Copy out every line of the entries below word for word, leaving out the pictures.

┌─ MATERIALS PROVIDED

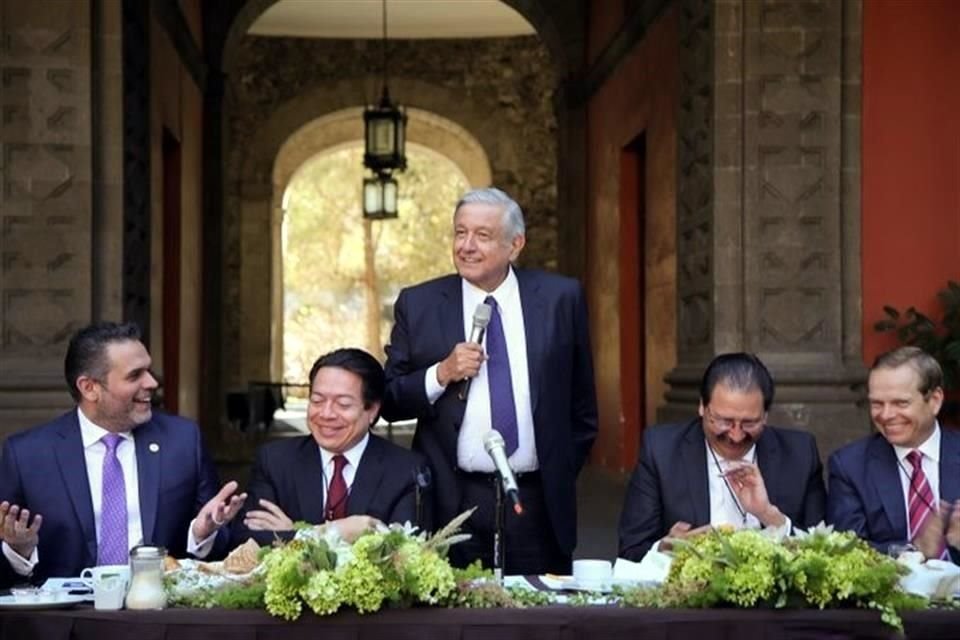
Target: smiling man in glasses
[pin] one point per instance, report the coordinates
(726, 467)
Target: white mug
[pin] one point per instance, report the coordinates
(593, 574)
(108, 593)
(92, 575)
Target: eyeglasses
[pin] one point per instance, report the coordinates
(725, 424)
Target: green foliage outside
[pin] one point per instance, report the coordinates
(326, 280)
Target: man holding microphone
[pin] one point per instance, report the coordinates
(531, 379)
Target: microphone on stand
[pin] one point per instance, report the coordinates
(496, 448)
(422, 479)
(481, 318)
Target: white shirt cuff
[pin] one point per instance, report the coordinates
(20, 565)
(202, 548)
(432, 388)
(783, 531)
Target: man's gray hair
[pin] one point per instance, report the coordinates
(926, 366)
(513, 223)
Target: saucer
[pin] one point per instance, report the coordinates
(51, 601)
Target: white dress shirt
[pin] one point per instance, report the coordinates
(353, 455)
(94, 449)
(471, 455)
(930, 464)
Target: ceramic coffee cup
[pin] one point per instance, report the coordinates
(593, 574)
(92, 575)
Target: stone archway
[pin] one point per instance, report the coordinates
(426, 130)
(559, 27)
(492, 110)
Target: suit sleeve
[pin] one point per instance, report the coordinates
(406, 395)
(641, 522)
(10, 491)
(260, 486)
(584, 407)
(815, 496)
(845, 509)
(208, 485)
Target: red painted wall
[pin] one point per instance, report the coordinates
(911, 157)
(639, 98)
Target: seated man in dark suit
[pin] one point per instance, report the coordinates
(902, 484)
(110, 474)
(341, 472)
(725, 467)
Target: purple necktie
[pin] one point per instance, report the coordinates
(113, 547)
(503, 410)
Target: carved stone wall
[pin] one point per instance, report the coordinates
(768, 218)
(45, 200)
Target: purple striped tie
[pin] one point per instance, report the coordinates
(503, 409)
(113, 547)
(921, 506)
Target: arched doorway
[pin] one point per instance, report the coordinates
(341, 273)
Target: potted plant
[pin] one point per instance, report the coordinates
(939, 339)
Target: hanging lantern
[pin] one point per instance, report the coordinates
(384, 125)
(384, 128)
(380, 195)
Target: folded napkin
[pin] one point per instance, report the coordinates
(652, 568)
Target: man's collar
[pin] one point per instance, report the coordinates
(474, 295)
(929, 448)
(353, 454)
(91, 433)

└─

▶ **RESULT OF THE TASK**
Target: smiling man in glasses
[pin] one point per instance, report the coordinates
(726, 467)
Target: white mug
[pin] one point per instance, report the coordinates
(593, 574)
(108, 593)
(92, 575)
Target: eyeglasses
[pin] one point per instance, report the coordinates
(725, 424)
Target: green foliage outside
[pin] one point per instance, report the coordinates
(326, 280)
Target: man holding microphone
[pin] one point per instance, report the coordinates
(531, 379)
Target: microphone on stand
[pin] one point per instance, report the coordinates
(496, 448)
(422, 479)
(481, 318)
Target: white shirt cuff
[pin] one point per instance, report the coordinates
(20, 565)
(202, 548)
(432, 388)
(783, 531)
Target: man's gray hair
[pin] one point per instance, report the coordinates
(926, 366)
(513, 223)
Target: saucer
[pin] one point per instance, report the coordinates
(51, 601)
Target: white dress shirt
[pin] one point per instance, report the coordinates
(353, 455)
(94, 449)
(471, 455)
(930, 464)
Target: ceramic coffee cup
[pin] one point per instance, report the coordinates
(593, 574)
(92, 575)
Target: stone archway
[pin] one point per instance, report the coordinates
(426, 130)
(559, 27)
(492, 110)
Target: suit sleeve
[pin] one point per instance, report the coordinates
(406, 395)
(641, 522)
(10, 491)
(260, 486)
(584, 407)
(815, 496)
(845, 509)
(208, 485)
Target: red painted wall
[pin] one point per instance, report the coordinates
(911, 157)
(639, 98)
Target: seated man in dark suit
[pin] one point per instance, report the coordinates
(902, 484)
(110, 474)
(341, 472)
(725, 467)
Target: purple necktie
[pin] one point per instance, report the coordinates
(113, 547)
(503, 410)
Target: carved stone wall
[pin] one point per instance, report the coordinates
(768, 218)
(45, 200)
Target: purple striped tie
[pin] one point per instance, report the coordinates
(503, 409)
(113, 547)
(921, 506)
Target: arched doorway
[pin] one point per instance, report the coordinates
(341, 273)
Target: potted plant
[pin] one point per instance, report the coordinates
(939, 339)
Target: hanging lantern
[pin] one point per instance, report the coordinates
(384, 125)
(384, 128)
(380, 195)
Target: folded napkin
[pin] one point per instance, report the coordinates
(652, 568)
Target: man's collar
[pin] one point per instance, report the coordinates
(474, 295)
(929, 448)
(353, 454)
(91, 433)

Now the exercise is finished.